What is needed - Can you rewrite the material below as a numbered list, one entry per line, with any blank lines left out?

┌──

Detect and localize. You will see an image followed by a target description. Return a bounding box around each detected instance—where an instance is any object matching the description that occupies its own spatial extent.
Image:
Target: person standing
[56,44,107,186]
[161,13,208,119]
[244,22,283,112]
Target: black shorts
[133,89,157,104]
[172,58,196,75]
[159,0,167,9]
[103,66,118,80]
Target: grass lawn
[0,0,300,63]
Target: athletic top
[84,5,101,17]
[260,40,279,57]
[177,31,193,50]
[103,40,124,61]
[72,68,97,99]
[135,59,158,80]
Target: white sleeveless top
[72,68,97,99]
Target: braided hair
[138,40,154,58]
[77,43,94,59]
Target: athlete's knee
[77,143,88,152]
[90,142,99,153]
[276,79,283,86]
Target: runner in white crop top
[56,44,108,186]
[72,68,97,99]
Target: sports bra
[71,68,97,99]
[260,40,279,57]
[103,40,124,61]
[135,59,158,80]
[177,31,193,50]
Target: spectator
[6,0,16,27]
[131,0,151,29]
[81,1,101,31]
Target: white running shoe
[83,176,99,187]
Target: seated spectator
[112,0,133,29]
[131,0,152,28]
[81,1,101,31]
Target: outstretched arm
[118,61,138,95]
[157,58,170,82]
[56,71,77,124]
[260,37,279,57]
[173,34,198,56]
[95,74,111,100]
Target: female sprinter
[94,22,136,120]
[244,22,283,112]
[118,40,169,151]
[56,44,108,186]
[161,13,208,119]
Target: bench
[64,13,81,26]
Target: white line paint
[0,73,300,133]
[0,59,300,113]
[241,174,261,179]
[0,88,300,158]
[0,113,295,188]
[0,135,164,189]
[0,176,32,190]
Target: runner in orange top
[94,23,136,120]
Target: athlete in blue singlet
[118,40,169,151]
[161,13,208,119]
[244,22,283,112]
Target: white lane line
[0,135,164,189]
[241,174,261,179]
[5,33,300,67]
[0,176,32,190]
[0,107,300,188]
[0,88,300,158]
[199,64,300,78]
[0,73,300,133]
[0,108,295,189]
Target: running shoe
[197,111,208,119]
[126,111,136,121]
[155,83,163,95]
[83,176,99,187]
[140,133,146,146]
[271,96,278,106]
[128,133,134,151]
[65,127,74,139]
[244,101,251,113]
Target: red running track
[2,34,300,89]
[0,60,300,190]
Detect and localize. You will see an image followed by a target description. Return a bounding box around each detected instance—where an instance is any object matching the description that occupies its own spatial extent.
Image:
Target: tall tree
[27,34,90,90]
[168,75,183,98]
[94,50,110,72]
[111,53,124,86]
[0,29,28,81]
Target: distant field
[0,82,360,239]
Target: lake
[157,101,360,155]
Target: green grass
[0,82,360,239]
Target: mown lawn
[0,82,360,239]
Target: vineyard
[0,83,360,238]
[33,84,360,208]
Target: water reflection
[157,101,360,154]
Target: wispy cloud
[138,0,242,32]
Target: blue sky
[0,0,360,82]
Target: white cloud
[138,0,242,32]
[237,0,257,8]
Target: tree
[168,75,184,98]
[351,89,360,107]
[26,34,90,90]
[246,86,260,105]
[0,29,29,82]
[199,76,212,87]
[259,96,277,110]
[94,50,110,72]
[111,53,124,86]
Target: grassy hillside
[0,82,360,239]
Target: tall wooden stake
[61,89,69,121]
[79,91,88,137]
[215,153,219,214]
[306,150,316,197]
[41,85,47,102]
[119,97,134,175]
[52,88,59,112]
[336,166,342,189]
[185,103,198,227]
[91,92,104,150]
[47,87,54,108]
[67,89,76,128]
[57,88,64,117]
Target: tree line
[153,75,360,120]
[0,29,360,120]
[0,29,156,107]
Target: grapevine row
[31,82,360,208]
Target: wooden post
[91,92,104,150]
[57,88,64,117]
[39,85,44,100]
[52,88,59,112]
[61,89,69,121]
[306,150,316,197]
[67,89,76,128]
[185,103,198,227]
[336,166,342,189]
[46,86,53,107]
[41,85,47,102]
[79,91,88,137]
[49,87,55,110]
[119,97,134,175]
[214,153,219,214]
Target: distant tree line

└──

Result of this exercise -
1. Detect and localize. You will see an image followed by a target description. Return a bounding box around each detected instance—where an instance is any object matching the description that occupies its own spatial extent.
2. Image:
3. Target: person standing
4. [56,44,107,186]
5. [161,13,208,119]
6. [244,22,283,112]
7. Target: black shorts
8. [133,89,157,104]
9. [172,58,196,75]
10. [159,0,167,9]
11. [103,66,118,80]
12. Target: grass lawn
13. [0,0,300,63]
14. Target: athletic top
15. [84,5,101,17]
16. [260,40,279,57]
17. [177,31,193,50]
18. [103,40,124,61]
19. [72,68,97,99]
20. [135,59,158,80]
21. Target: white sleeveless top
22. [72,68,97,99]
23. Target: braided hair
24. [138,40,154,58]
25. [77,43,94,59]
26. Target: athlete's knee
27. [77,143,88,152]
28. [90,142,99,153]
29. [276,79,283,86]
30. Target: runner in white crop top
31. [56,44,108,186]
32. [72,68,97,99]
33. Target: sports bra
34. [71,68,97,99]
35. [260,40,279,57]
36. [103,40,124,61]
37. [135,59,158,80]
38. [177,31,193,50]
39. Target: spectator
40. [6,0,16,27]
41. [131,0,151,29]
42. [81,1,101,31]
43. Target: white running shoe
44. [83,176,99,187]
45. Target: seated spectator
46. [112,0,133,29]
47. [131,0,152,28]
48. [81,1,101,31]
49. Target: outstretched arm
50. [118,61,138,95]
51. [157,58,170,82]
52. [56,71,77,124]
53. [260,37,279,57]
54. [173,34,198,56]
55. [95,74,111,100]
56. Target: female sprinter
57. [94,22,136,120]
58. [244,22,283,112]
59. [118,40,169,151]
60. [56,44,108,186]
61. [161,13,208,119]
62. Target: bench
63. [64,13,81,26]
64. Target: white line paint
65. [0,73,300,133]
66. [0,59,300,113]
67. [241,174,261,179]
68. [0,88,300,158]
69. [0,113,295,188]
70. [0,135,164,189]
71. [0,176,32,190]
72. Target: runner in orange top
73. [94,23,136,120]
74. Target: athlete in blue singlet
75. [118,40,169,151]
76. [161,13,208,119]
77. [244,22,283,112]
78. Target: white lane line
79. [0,135,164,189]
80. [241,174,261,179]
81. [5,33,300,67]
82. [0,176,32,190]
83. [0,107,300,188]
84. [0,88,300,158]
85. [199,64,300,78]
86. [0,73,300,133]
87. [0,108,295,189]
88. Target: running shoe
89. [197,111,208,119]
90. [126,111,136,121]
91. [155,83,163,95]
92. [83,176,99,187]
93. [140,133,146,146]
94. [271,96,278,106]
95. [128,133,134,151]
96. [65,127,74,139]
97. [244,101,251,113]
98. Target: red running track
99. [2,34,300,89]
100. [0,60,300,190]
101. Detect and localize. You will see an image followed by a target description. Return a bounding box around each detected instance—where an instance is any object matching the description that occupies its own spatial extent.
102. Image:
103. Target: tall tree
104. [27,34,90,90]
105. [168,75,183,98]
106. [94,50,110,72]
107. [111,53,124,86]
108. [0,29,28,81]
109. Target: distant field
110. [0,82,360,239]
111. Target: lake
112. [157,101,360,155]
113. Target: green grass
114. [0,82,360,239]
115. Target: mown lawn
116. [0,82,360,239]
117. Target: vineyard
118. [0,83,360,238]
119. [33,84,360,208]
120. Target: water reflection
121. [157,101,360,154]
122. Target: wispy cloud
123. [138,0,242,32]
124. Target: blue sky
125. [0,0,360,82]
126. Target: white cloud
127. [138,0,242,32]
128. [237,0,257,8]
129. Target: tree
130. [168,75,184,98]
131. [351,89,360,107]
132. [26,34,90,90]
133. [246,86,260,105]
134. [0,29,29,82]
135. [199,76,212,87]
136. [259,96,277,110]
137. [94,50,110,72]
138. [111,53,124,86]
139. Target: grassy hillside
140. [0,82,360,239]
141. Target: tall wooden stake
142. [61,89,69,121]
143. [79,91,88,137]
144. [215,153,219,214]
145. [306,150,316,197]
146. [41,85,47,102]
147. [119,97,134,175]
148. [52,88,59,112]
149. [336,166,342,189]
150. [185,103,198,227]
151. [91,92,104,150]
152. [47,87,54,108]
153. [67,89,76,128]
154. [57,88,64,117]
155. Target: tree line
156. [153,75,360,120]
157. [0,29,360,120]
158. [0,29,156,107]
159. Target: grapevine row
160. [31,82,360,208]
161. Target: wooden post
162. [91,92,104,150]
163. [57,88,64,117]
164. [39,85,44,100]
165. [52,88,59,112]
166. [61,89,69,121]
167. [306,150,316,197]
168. [67,89,76,128]
169. [185,103,198,227]
170. [336,166,342,189]
171. [46,86,53,107]
172. [41,85,47,102]
173. [79,91,88,137]
174. [49,87,55,110]
175. [119,97,134,175]
176. [214,153,219,214]
177. Target: distant tree line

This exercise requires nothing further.